== Extrait ==
C’est la première réunion du conseil fédéral parisien de l’Association internationale des travailleurs dont nous pouvons lire un procès verbal. Je ne sais pas comment ces procès verbaux sont arrivés à l’éditeur qui les a publiés en 1872 à Paris — certainement pas par solidarité avec les militants de l’Association internationale, qui était alors absolument diabolisée!

J’écris « le » conseil fédéral, mais il y en a eu un autre, celui-ci est le seul dont nous avons des procès verbaux (voir le « rififi » conté le 22 décembre).

La réunion s’est tenue, certainement, à la Corderie du Temple. Comme la réunion de la Délégation des vingt arrondissements, qui a rédigé la célèbre affiche rouge. Et le même jour, ça je m’en suis convaincue: Jules Vallès, dans un (célèbre, lui aussi) article publié dans Le Cri du peuple daté du 7 janvier 1884, s’est souvenu que l’affiche avait fini d’être rédigée au moment où les premiers obus tombaient sur Paris, au petit matin du 5 janvier, donc, comme nous l’avons vu hier, et que le texte en avait été apporté ce jour-là à la réunion de la Délégation des vingt arrondissements.

Les deux réunions ont lieu le même jour. Peut-être pas à la même heure quand même… l’article de Vallès ne laisse pas imaginer qu’il y ait eu deux salles de réunion à la Corderie.

J’ai déjà mentionné le procès verbal de ce conseil fédéral, ainsi que celui de sa réunion suivante, dans un autre article. La réunion était consacrée par le conseil fédéral à la recherche d’un journal, et, un peu par force, au choix entre La République des travailleurs et La Lutte à outrance, le dix-septième et le sixième arrondissements…

Ce que je veux faire aujourd’hui, c’est vous parler d’eux, de ceux qui participent à la réunion, et vous dire à quel point nous ne savons rien d’eux.
===
Consigne 1:
Recopiez fidèlement l'extrait depuis « La réunion s’est » jusqu'à « des vingt arrondissements. » inclus.
Consigne 2:
D'après l'extrait, en quelle année l'éditeur a-t-il publié les procès-verbaux à Paris ?
Consigne 3:
Rédigez la suite de l'extrait sur le conseil fédéral parisien de l'Association internationale des travailleurs, à partir de sa dernière phrase.
== Données fournies ==
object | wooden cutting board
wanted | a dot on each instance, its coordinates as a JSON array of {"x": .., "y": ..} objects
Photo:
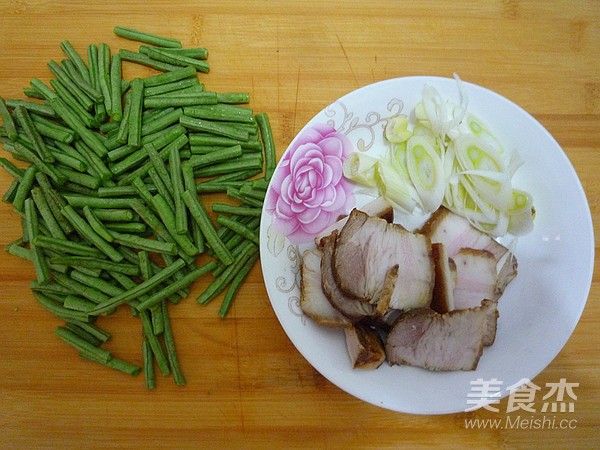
[{"x": 247, "y": 386}]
===
Résultat final 1:
La réunion s’est tenue, certainement, à la Corderie du Temple. Comme la réunion de la Délégation des vingt arrondissements, qui a rédigé la célèbre affiche rouge. Et le même jour, ça je m’en suis convaincue: Jules Vallès, dans un (célèbre, lui aussi) article publié dans Le Cri du peuple daté du 7 janvier 1884, s’est souvenu que l’affiche avait fini d’être rédigée au moment où les premiers obus tombaient sur Paris, au petit matin du 5 janvier, donc, comme nous l’avons vu hier, et que le texte en avait été apporté ce jour-là à la réunion de la Délégation des vingt arrondissements.

Résultat final 2:
En 1872.

Résultat final 3:
La liste des sections présentes ou représentées comporte vingt-trois noms. Il y avait donc peut-être au moins vingt-trois présents à la réunion. Seuls les noms de dix d’entre eux apparaissent dans le procès verbal.

  • Jules Franquin, né en 1838, un imprimeur-lithographe que nous avons déjà rencontré au cours du troisième procès de l’Internationale, il était alors trésorier. Il préside la réunion et certainement représente la section des imprimeurs lithographes.
  • Eugène Varlin, né en 1839, que nous connaissons un peu mieux et qui, nous le savons, est relieur. Mais la section des relieurs n’est pas représentée… peut-être représente-t-il la section des Batignolles, puisqu’il vit là, désormais, mais je crois plutôt à la section « La Marmite, 3e et 4e groupe ». Car la Marmite, fondée il y a à peine trois ans, a désormais quatre groupes, dont un rue Berzélius, où il arrive qu’Eugène Varlin donne ses rendez-vous. Il est assesseur de la réunion.
  • Henri Goullé, né en 1842, un employé de commerce, qui habite le troisième arrondissement (qu’il représente au comité central des vingt arrondissements). Comme son frère Albert, il y a deux mois, il écrivait dans La Patrie en danger. Si on tient à lui mettre une étiquette, c’est un blanquiste. Outre le journal, nous l’avons rencontre, grâce à son frère Albert, dans un autre article. Il est le secrétaire de la réunion.
  • (Benjamin, je pense) Buisson (né en 1846), qui vient des Batignolles et représente La république des travailleurs.
  • Émile Lacord, né en 1838, un cuisinier. Il représente certainement la section de l’École de médecine (et le club du même nom) et La Lutte à outrance.
  • Leo Frankel, né en 1844, un bijoutier, que nous avons, lui aussi, rencontré plusieurs fois, et notamment lors de sa brillante défense lors du troisième procès de l’Internationale, il représente certainement la chambre syndicale des bijoutiers.
  • Boudet — dont je ne sais rien, peut-être un tisseur…
  • Jean-Baptiste Noro, né en 1842, qui est peintre (artiste) et vit dans le quatrième (nous avons rencontré son épouse Émilie Noro, emprisonnée cinq mois plus tard) et dont je ne sais pas quelle section il représente.
  • Zéphirin Camélinat, né en 1840, un bronzier, que nous avons rencontré, lui, notamment au temps du deuxième procès de l’Internationale, il vit dans le quartier Saint-Ambroise et je ne sais pas quelle section il représente.
  • Chatel — dont sais seulement qu’il était employé de commerce — souvenez-vous, lui et Lacord avaient signé de petites protestations comme « délégués » du conseil fédéral (le 28 novembre).

Des jeunes gens… dont plusieurs, Varlin, Goullé, Lacord, Frankel, Noro, Camélinat, peut-être d’autres, se battront sur les barricades dans quelques semaines et dont deux, Varlin et Goullé, seront assassinés par l’armée versaillaise.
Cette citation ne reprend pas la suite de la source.